━━━ MATERIAL PROVIDED

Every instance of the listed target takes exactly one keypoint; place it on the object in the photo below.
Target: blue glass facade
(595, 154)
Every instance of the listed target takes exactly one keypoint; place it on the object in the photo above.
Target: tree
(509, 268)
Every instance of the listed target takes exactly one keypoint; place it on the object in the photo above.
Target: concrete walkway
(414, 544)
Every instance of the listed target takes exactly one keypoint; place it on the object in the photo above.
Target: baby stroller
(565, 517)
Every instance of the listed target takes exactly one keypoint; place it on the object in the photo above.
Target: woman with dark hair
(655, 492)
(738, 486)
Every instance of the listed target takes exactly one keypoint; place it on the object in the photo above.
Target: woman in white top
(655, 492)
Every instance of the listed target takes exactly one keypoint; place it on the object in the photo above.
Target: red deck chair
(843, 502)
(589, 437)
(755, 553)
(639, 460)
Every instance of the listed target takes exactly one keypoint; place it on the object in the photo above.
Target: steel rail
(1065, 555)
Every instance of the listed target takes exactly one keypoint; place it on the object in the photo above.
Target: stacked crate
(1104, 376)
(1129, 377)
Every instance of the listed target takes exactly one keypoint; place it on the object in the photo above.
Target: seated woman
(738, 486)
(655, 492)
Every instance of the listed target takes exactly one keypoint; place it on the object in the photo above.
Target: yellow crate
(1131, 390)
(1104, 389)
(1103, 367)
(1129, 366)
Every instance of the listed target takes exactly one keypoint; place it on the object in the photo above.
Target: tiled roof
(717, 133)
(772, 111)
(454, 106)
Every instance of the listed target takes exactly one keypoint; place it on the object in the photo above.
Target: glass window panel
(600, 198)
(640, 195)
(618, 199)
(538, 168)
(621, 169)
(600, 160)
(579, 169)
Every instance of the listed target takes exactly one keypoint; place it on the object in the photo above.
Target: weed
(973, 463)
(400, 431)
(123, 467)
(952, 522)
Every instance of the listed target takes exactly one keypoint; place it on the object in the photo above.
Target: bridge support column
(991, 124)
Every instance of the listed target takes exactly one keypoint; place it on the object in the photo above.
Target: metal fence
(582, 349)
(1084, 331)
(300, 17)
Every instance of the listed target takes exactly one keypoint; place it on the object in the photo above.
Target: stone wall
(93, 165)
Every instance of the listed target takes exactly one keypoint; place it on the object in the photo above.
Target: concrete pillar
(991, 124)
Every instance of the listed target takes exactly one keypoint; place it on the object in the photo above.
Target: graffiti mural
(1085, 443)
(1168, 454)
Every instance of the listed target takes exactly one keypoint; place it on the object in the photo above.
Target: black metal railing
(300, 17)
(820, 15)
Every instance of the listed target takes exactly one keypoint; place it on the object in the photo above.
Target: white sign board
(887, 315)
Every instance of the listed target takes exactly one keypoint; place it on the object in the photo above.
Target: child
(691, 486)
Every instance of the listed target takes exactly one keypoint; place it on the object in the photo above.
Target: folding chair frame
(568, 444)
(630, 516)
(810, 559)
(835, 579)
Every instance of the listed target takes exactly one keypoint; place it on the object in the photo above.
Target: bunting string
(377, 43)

━━━━━━

◆ **WHAT YOU HAVE TO DO**
Retype every record above exactly as it stands.

◆ **SOLUTION**
Every instance of the listed target takes exactly one keypoint; place it on the object in the photo below.
Target: blue glass facade
(595, 154)
Every instance of the listed target takes exactly one keypoint; place it on the object in the photo above.
Target: tree
(509, 268)
Every instance of the listed target takes exactly one keypoint; place it on the object in the photo above.
Target: concrete walkway
(414, 544)
Every instance of the listed target takes exactly one keypoint; place it on the object in the photo above.
Target: baby stroller
(565, 517)
Every instance of the listed target takes exactly one keypoint; place it on the object in the photo above.
Target: woman with dark hair
(655, 492)
(738, 486)
Every instance of the listed target takes exactly one keypoint; place it on the object in the photo above.
Target: woman in white top
(655, 492)
Every instance of the listed target takes exactly one keypoint; place it on the object in the photo above.
Target: red deck chair
(843, 502)
(589, 437)
(755, 553)
(639, 460)
Every instance of the listed target takes exactly one keypoint; place it on the object in the photo above.
Target: steel rail
(1065, 555)
Every instance of the listed target takes exactly one keypoint; place it on the object in the photo above.
Target: stacked crate
(1104, 376)
(1129, 377)
Every instance of the listed target takes exactly one keypoint; place it on the object in the photo above.
Target: seated woman
(738, 486)
(655, 492)
Every instance of the listed target takes exactly one keypoint; place it on the object in the photo above.
Target: yellow crate
(1131, 390)
(1104, 389)
(1103, 367)
(1129, 366)
Every instance of the listed target takes exactly one keypoint; place it on the object in the photo above.
Target: tiled roof
(717, 133)
(772, 111)
(454, 106)
Every instance of the listed target takes exactly one keypoint; place it on the object in the photo above.
Target: glass window panel
(600, 198)
(640, 195)
(618, 199)
(538, 168)
(621, 169)
(600, 160)
(579, 169)
Every instance of the listed target takes exactly one keypoint; place it on the object in the photo above.
Target: weed
(973, 463)
(400, 431)
(123, 467)
(952, 522)
Every instance of the listed target takes exactly one keypoint; place it on the object in the photo above.
Target: bridge support column
(991, 124)
Every instance of the listed target takes exactly one keypoint; place it on the object in the photo above.
Target: metal fence
(582, 349)
(1084, 331)
(300, 17)
Every instance of the listed target takes exactly one keypoint; place it on the object in the photo above.
Target: stone wall
(93, 165)
Every instance of the listed target takes exactly one keypoint; place it on the object in the photo above.
Target: concrete pillar
(991, 124)
Every instance of the listed target takes exactly one keypoint; place it on the object in the photo above.
Target: graffiti mural
(1085, 443)
(1168, 454)
Every instance of the listed target takes exactly one keypoint; place it on the object in the photo above.
Target: black metal railing
(300, 17)
(820, 15)
Every instance of the listed target takes exactly one keypoint; place it on the object in the photo above.
Target: white sign board
(887, 315)
Every instance of the listed target takes exactly one keypoint; place it on the object in the photo above.
Target: child
(691, 486)
Every instance of the listed target takes exactly one keypoint; place it on the object in the photo above.
Target: folding chair frame
(568, 444)
(630, 516)
(810, 559)
(835, 579)
Every instance of the listed target takes exactly one keypoint; place it on the object in the photo above.
Target: bunting string
(377, 43)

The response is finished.